• _PROMPT_
Could you present the listing below as a Markdown table with the columns "No." and "Text," one row per line and blank lines skipped? Keep the pictures out of the table.

• _INPUT FOR THIS TASK_
· · · · ·
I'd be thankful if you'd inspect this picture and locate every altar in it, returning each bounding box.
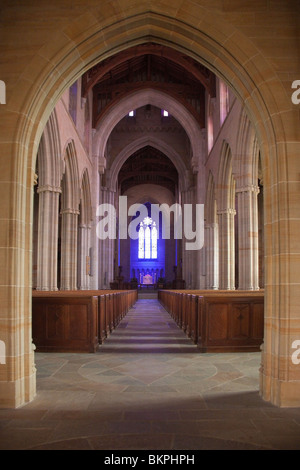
[139,273,156,289]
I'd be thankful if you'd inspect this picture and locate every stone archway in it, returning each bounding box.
[0,0,300,407]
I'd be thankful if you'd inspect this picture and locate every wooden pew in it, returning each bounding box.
[32,290,137,353]
[159,290,264,352]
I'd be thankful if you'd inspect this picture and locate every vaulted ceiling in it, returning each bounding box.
[119,145,178,194]
[82,43,215,128]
· · · · ·
• _WRITTEN ANSWER_
| No. | Text |
|---|---|
| 1 | I'd be thankful if you'd inspect this picture and locate every altar in it, returning each bounding box. |
| 2 | [139,273,156,289] |
| 3 | I'd be thankful if you'd inspect this picture and locate every stone archway in it, returning each bounding box. |
| 4 | [0,0,300,407] |
| 5 | I'd be thankful if you'd inspect this picture and locate every wooden pew in it, returning each bounding box. |
| 6 | [32,290,137,353] |
| 7 | [159,290,264,352] |
| 8 | I'd be thankful if you'd inspect this picture and locate every vaulted ceiling in it, returning each bounding box. |
| 9 | [119,145,178,194] |
| 10 | [82,43,215,128] |